__Page extract__:
::::::::::

Court File and Parties
CITATION: Nemmour v Durdle et al., 2015 ONSC 3772 COURT FILE NO.: CV-15-524642 DATE: 20150612
SUPERIOR COURT OF JUSTICE - ONTARIO
RE: Mohamed Nemmour, Plaintiff -and- Carson Durdle, Sandra Rice, Gord Tanner, Defendants
BEFORE: F.L. Myers J.
COUNSEL: B. Smith for the Defendant Tanner A. Pasalic for the Defendants Durdle and Rice M. Nemmour the Plaintiff on his own behalf.
READ: June 10, 2015
Endorsement
[1] This matter was referred to the court by the registrar upon the requisition of the defendant Tanner. By Endorsement dated April 20, 2015, I directed the registrar to give notice to the plaintiff under Rule 2.1.01(3)(1) that the court was considering dismissing this action for being frivolous, vexatious, or an abuse of process on its face. Under the abbreviated process of Rule 2.1, the plaintiff was given 15 days to provide up to 10 pages of written submissions to satisfy the court that his claim should not be dismissed.

::::::::::

__Request 1__: In the court endorsement, how many days was the plaintiff given to file written submissions?

__Study material__:
::::::::::

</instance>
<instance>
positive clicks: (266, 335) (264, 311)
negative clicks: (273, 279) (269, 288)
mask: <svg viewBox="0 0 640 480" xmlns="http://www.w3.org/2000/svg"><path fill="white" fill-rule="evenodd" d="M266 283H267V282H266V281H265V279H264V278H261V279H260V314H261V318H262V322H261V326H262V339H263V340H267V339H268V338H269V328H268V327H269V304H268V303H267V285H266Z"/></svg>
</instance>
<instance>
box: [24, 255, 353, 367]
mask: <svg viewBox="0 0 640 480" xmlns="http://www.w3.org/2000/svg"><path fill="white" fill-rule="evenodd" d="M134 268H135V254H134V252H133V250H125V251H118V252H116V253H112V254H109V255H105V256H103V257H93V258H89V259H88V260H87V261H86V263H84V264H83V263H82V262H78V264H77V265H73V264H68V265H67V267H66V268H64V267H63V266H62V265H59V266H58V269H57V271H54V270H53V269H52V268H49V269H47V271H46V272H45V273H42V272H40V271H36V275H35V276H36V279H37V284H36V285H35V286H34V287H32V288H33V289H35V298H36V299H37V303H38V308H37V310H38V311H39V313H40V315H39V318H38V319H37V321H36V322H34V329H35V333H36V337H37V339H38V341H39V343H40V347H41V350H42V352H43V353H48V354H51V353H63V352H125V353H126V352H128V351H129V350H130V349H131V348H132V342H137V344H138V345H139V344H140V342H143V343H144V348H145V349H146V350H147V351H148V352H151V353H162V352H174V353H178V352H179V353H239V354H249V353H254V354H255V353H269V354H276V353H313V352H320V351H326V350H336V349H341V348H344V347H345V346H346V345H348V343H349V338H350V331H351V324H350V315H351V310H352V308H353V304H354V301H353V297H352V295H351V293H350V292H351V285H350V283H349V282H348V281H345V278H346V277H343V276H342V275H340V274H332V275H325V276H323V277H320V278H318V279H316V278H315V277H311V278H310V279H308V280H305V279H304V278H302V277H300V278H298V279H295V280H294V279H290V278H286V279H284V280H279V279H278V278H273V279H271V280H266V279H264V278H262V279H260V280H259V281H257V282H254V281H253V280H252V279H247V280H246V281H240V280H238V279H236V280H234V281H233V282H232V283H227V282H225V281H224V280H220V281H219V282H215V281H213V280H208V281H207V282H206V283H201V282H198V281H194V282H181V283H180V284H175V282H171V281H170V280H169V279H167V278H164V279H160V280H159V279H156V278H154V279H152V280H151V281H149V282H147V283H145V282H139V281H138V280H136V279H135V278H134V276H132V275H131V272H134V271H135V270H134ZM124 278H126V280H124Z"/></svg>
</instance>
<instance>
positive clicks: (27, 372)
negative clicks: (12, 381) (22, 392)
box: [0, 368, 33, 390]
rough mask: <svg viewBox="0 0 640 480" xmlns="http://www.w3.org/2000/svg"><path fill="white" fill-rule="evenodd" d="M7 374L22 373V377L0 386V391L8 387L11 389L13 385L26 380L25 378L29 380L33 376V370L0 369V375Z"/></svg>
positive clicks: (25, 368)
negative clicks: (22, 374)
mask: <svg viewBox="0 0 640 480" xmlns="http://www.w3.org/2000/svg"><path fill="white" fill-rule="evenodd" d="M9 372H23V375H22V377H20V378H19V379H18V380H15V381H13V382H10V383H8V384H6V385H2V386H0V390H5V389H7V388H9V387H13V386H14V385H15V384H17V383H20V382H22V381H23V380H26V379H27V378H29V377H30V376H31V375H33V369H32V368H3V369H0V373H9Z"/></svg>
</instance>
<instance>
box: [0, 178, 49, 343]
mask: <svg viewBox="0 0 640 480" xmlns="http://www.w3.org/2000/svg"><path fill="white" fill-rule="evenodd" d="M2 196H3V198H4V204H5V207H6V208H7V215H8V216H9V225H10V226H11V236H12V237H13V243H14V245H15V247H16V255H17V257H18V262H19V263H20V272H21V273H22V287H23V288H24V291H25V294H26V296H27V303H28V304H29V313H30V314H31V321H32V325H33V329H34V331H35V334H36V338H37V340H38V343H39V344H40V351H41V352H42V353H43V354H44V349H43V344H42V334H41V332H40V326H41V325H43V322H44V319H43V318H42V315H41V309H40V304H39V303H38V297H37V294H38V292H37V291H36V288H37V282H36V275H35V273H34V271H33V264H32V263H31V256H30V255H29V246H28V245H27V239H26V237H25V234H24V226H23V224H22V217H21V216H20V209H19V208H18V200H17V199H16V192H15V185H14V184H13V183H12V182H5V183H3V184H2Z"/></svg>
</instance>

::::::::::

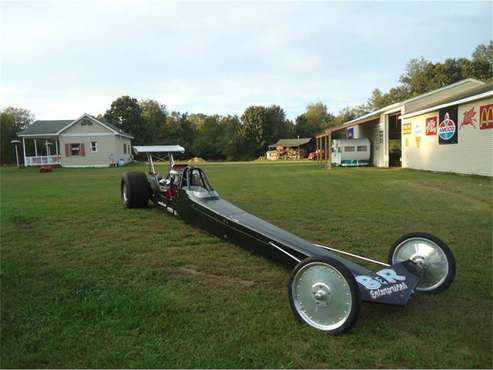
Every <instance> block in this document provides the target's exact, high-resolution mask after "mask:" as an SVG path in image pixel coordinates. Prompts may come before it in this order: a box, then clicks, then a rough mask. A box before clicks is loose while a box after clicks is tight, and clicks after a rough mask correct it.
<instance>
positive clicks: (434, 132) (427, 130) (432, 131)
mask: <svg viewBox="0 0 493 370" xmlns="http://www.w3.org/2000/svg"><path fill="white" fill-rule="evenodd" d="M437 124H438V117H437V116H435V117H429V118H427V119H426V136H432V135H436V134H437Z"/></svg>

::::::::::

__Request 2__: Copy each line of the records that contains the string "negative".

__Written response 1__: 15 days

__Written response 2__:
negative clicks: (273, 279) (269, 288)
negative clicks: (12, 381) (22, 392)
negative clicks: (22, 374)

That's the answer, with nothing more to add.